**WHAT THIS TASK INVOLVES**.
Copy out the data word for word, without any of its pictures.

**DATA LISTING**.

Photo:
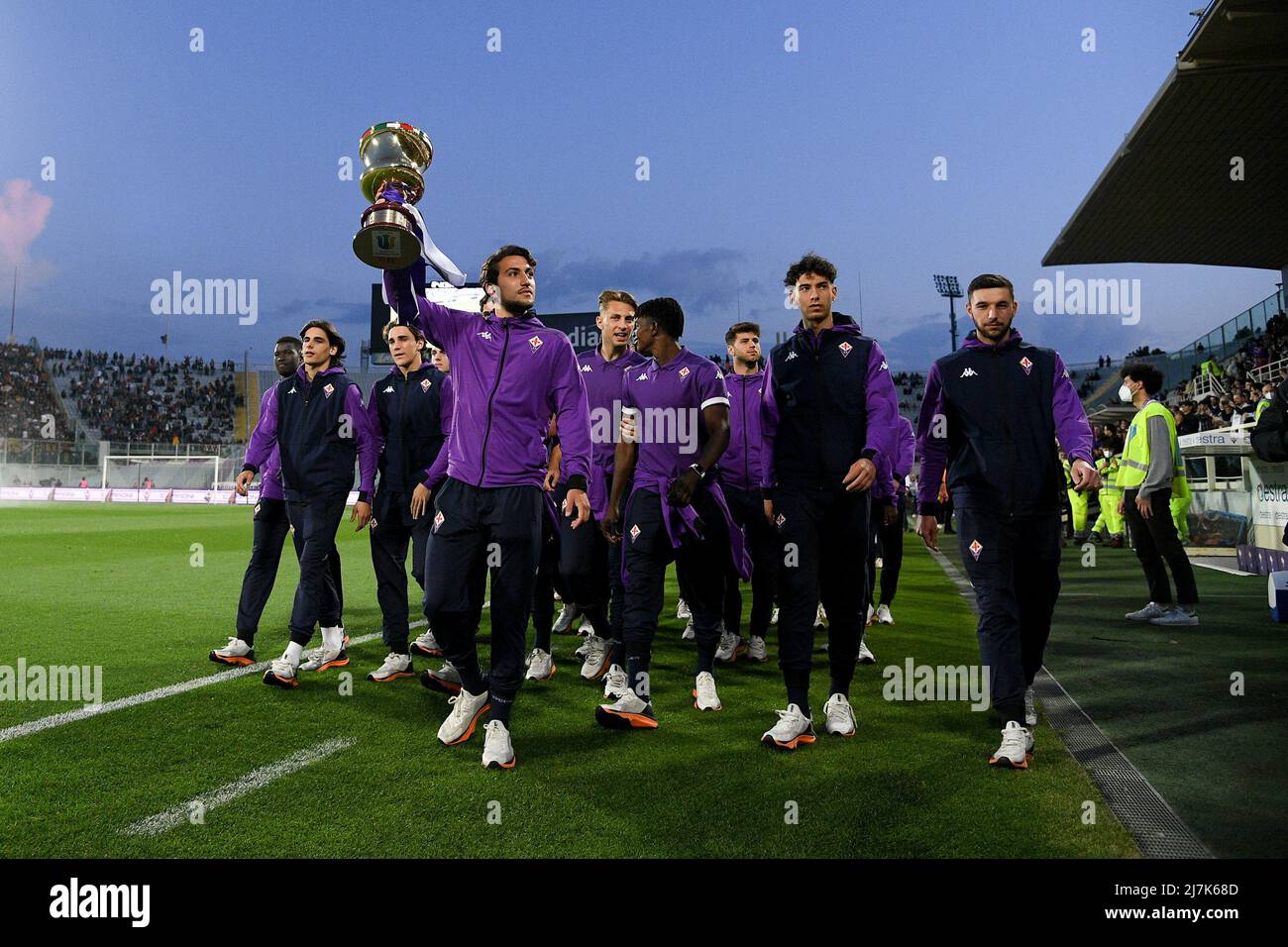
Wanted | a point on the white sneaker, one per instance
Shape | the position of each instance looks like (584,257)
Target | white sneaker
(704,692)
(426,646)
(614,682)
(1016,749)
(497,749)
(540,665)
(236,652)
(395,667)
(793,729)
(326,657)
(282,673)
(729,646)
(840,716)
(467,710)
(1176,617)
(597,655)
(1151,611)
(567,616)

**WRITTEN ANSWER**.
Photo:
Wanted | a point on the white sneaker, one per instance
Shape | the position of each instance looks like (584,257)
Target | white sneaker
(704,692)
(426,646)
(614,682)
(1016,749)
(497,749)
(540,665)
(236,652)
(395,667)
(793,729)
(326,657)
(282,673)
(729,646)
(840,716)
(467,710)
(1176,617)
(597,655)
(1151,611)
(567,616)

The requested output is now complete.